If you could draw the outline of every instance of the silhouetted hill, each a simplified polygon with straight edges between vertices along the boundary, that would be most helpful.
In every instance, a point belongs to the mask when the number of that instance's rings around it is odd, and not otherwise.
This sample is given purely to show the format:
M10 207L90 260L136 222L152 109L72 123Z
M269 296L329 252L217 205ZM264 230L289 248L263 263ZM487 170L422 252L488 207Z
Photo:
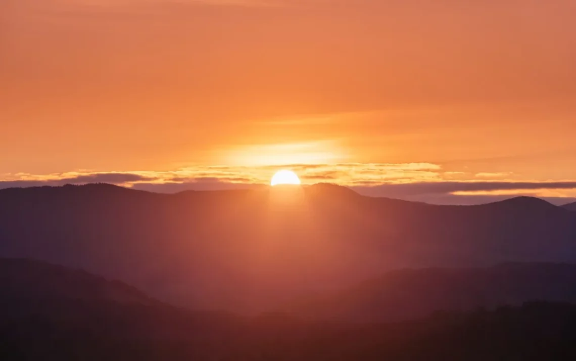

◇ ◇ ◇ ◇ ◇

▶ _WHAT IS REQUIRED_
Rewrite the records above, substituting "rocky outcrop" for "silhouetted hill" and keeping everything else the same. Leave the pictures out of your answer.

▶ _OUTPUT OF THE TASK_
If you could draw the outline of every instance of the rocky outcrop, each a simplified polygon with straight edges between vertices along the boundary, that would be most helpful.
In every instance, a point belongs to the mask when the number of that instance's rings around it is odd, and not otherwise.
This sample is given purely to show the format:
M10 207L90 260L136 222L152 109L72 123Z
M269 296L329 252L217 205ZM264 230L289 248L263 263ZM487 170L422 252L488 207Z
Photo:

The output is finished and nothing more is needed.